What to do
Starting with the line containing "Tag every instance of the building" and going on through the line containing "Tag every instance of the concrete", return the lines of the data below exactly, and only those.
** Task data follows **
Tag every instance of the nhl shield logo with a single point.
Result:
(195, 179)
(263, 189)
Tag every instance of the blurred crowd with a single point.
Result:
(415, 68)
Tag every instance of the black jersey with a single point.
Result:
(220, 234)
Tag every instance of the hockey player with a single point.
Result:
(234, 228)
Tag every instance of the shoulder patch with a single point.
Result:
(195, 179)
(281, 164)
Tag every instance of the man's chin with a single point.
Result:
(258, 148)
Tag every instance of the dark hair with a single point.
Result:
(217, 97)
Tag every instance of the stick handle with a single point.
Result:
** End of Task data **
** Task data follows **
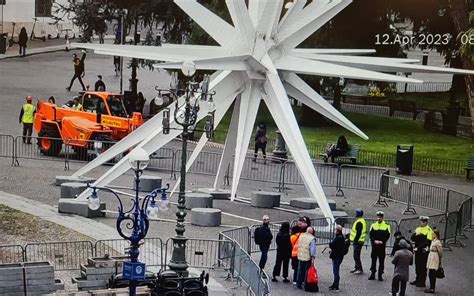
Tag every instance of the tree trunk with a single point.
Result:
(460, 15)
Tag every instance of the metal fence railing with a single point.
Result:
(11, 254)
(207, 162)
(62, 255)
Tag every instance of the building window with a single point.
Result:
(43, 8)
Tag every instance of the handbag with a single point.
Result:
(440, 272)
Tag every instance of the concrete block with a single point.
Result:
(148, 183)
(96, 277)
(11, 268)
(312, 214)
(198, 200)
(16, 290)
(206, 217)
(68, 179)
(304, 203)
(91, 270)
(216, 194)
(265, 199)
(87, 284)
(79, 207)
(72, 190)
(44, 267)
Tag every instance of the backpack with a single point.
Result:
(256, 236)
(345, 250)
** End of Task data **
Expected output
Tag every instance of the building window with a single point.
Result:
(43, 8)
Tag every instance of the handbag with a single point.
Result:
(440, 272)
Tag every instance of the concrete block with a single point.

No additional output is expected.